__DATASET ENTRIES__.
● ● ● ●

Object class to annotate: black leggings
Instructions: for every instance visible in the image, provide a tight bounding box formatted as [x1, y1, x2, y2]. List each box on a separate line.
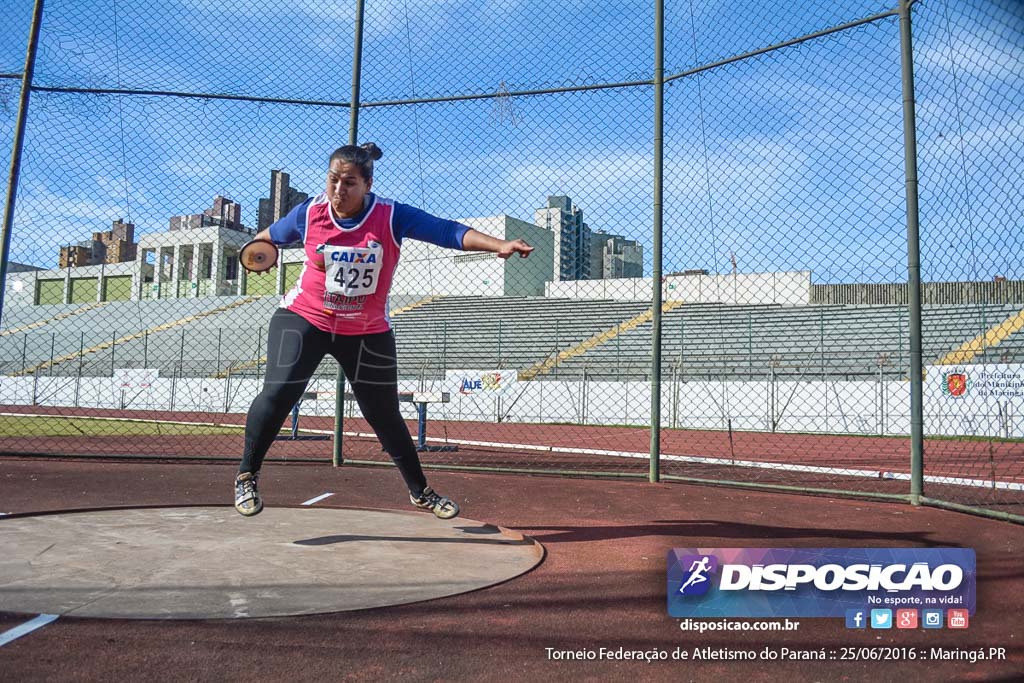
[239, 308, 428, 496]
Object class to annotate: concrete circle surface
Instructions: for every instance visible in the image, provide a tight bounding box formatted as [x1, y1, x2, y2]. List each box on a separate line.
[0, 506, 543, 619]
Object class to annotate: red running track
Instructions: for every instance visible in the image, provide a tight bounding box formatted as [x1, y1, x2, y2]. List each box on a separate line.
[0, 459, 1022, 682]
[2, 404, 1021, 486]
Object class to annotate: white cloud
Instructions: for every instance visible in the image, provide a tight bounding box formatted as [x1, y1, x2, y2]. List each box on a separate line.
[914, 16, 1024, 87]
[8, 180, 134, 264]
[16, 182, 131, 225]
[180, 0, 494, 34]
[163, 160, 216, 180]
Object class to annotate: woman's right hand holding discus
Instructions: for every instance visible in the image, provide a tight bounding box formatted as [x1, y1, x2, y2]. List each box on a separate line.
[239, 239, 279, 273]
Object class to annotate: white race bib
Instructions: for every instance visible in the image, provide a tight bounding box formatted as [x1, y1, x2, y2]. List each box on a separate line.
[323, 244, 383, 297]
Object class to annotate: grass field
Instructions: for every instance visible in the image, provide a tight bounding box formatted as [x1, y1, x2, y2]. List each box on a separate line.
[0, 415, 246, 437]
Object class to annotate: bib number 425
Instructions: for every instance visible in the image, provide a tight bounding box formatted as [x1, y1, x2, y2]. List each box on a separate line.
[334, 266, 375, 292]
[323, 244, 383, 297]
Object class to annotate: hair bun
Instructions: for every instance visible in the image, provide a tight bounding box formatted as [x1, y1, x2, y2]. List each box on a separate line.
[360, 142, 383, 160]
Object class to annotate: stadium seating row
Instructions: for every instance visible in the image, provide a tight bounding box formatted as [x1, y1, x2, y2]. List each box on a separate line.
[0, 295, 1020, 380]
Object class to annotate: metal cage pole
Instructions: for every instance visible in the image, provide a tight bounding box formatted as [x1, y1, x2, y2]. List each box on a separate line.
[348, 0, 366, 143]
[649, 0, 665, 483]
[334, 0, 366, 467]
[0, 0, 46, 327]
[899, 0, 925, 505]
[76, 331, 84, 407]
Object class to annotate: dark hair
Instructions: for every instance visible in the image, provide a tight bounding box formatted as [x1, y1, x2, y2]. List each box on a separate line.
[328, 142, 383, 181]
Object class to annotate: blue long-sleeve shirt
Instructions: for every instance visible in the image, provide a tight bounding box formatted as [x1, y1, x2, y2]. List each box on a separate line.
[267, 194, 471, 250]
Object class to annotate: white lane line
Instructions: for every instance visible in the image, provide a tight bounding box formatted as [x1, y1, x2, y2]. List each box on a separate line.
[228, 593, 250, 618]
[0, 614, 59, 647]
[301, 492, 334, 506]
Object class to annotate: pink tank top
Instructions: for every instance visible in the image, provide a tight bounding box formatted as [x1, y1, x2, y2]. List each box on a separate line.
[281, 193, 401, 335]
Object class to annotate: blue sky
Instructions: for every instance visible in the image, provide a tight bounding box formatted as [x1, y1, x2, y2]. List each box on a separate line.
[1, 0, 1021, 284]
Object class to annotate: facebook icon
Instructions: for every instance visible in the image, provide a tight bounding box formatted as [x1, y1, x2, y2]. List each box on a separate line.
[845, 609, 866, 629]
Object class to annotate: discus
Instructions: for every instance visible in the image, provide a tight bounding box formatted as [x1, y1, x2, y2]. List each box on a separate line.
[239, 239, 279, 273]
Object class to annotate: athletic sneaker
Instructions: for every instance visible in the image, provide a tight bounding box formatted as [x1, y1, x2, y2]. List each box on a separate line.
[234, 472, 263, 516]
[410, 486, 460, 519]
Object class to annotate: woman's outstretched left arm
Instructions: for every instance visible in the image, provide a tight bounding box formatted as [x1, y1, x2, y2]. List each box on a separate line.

● ● ● ●

__PROBLEM DETAILS__. Output each line of the records exactly. Any picture is skipped.

__FINISHED EXERCISE__.
Object class to annotate: black leggings
Instructions: for every instance visible in the image, provide a tight bounding box formatted as [x1, y1, x2, y2]. List each box on a separate line.
[239, 308, 428, 496]
Object class to annotate: concrete circle surface
Instructions: for every instance visible in the image, provide a tight bounding box formatted as [x1, y1, x2, y2]. List each box on a separate line.
[0, 506, 543, 619]
Object class to annotate: red running track
Instructions: for every instance visible in the image, provide a tight bounding box formatted as [x1, y1, x2, y2]. List each box on a separate line.
[0, 459, 1022, 682]
[2, 404, 1021, 486]
Object class to annotate: white cloud
Instructions: for every instance visible in the image, provide a tight bounding box formatted as [x1, y1, x2, y2]. List each box on a separate line.
[914, 16, 1024, 87]
[8, 180, 134, 264]
[16, 182, 131, 225]
[180, 0, 494, 34]
[163, 160, 216, 180]
Object class to annotate: woman's right hand holding discus
Instructions: for every instance visible in the image, provide a tight bounding box formatted as [x1, y1, x2, y2]. List each box on a separate line.
[239, 239, 279, 273]
Object class to annotate: white race bib
Instructions: for every instance visible in the image, provide a tight bounding box formatted as [x1, y1, x2, y2]. List each box on a separate line.
[323, 244, 383, 297]
Object class to annotate: grass field
Instructions: for every instance visible in the image, provide a tight bounding box formatted as [x1, y1, x2, y2]. List each box on a separate line.
[0, 415, 246, 437]
Object class to annotate: bib number 425
Instructions: for every instance visible in the image, provide a tight bounding box formatted as [x1, y1, x2, y2]. List each box on a separate line.
[334, 266, 375, 292]
[323, 244, 383, 297]
Object class to annotate: hair bun
Instructions: for every instance visible in the image, provide a tight bounding box formatted as [x1, y1, x2, y2]. List each box on a separate line.
[360, 142, 383, 160]
Object class to annotate: stadium seating row
Instructions: for every instance visible in the image, provide a tight bounding box formatted as [x1, y1, x2, y2]. List each box on a separate line.
[0, 295, 1020, 380]
Object class to annotate: metal cage pole
Instructions: for every instance visible in the image, provide a tight bounding box formatted as [x1, y1, x2, y2]. List each box on a separate line.
[348, 0, 366, 143]
[649, 0, 665, 483]
[334, 0, 366, 467]
[0, 0, 46, 327]
[899, 0, 925, 505]
[76, 331, 84, 407]
Object class to annotate: dark hair
Instructions: for every instance visible in the image, provide a tight bounding box formatted as [x1, y1, x2, y2]. List each box on a separate line.
[328, 142, 383, 181]
Object class to annotate: blue long-sleeve shirt
Instructions: for every instance visible in the image, provide a tight bounding box formatted as [x1, y1, x2, y2]. List each box on a separate line.
[267, 194, 471, 250]
Object class to annotate: white lane line
Instructions: for every instance visible in the image, provide a tight bounding box formatted as [x1, y1, x2, y2]. List each box on a separate line.
[228, 593, 250, 618]
[0, 614, 59, 647]
[301, 492, 334, 506]
Object class to annotate: pink tank top
Instructions: for every instance visible in the image, provide a tight bounding box formatted as [x1, y1, x2, y2]. List each box on a separate line.
[281, 193, 401, 335]
Object class to annotate: blue sky
Instructions: for every instance visible in the image, provide a tight bounding box formatted as [x1, y1, x2, y2]. List each box on a separate line.
[1, 0, 1021, 284]
Object class to annotate: facebook icon
Instructions: for every instance visible in the image, provide a tight bounding box formatted as [x1, y1, x2, y2]. List each box on a separate line.
[845, 609, 866, 629]
Object class to annotate: discus
Instructions: for every instance visible in the image, provide a tight bounding box formatted as [x1, y1, x2, y2]. List each box on a separate line.
[239, 239, 279, 273]
Object class to annotate: athletic sneaker
Instructions: for every instance visible in the image, provide a tight bounding box formatted as [x1, y1, x2, y2]. List each box on a separate line.
[234, 472, 263, 516]
[410, 486, 460, 519]
Object class to annotate: woman's outstretched left arm
Instructions: for every instance visible in the image, provide a tight bounding box formatted as [x1, y1, x2, y2]. List each box on a separate line.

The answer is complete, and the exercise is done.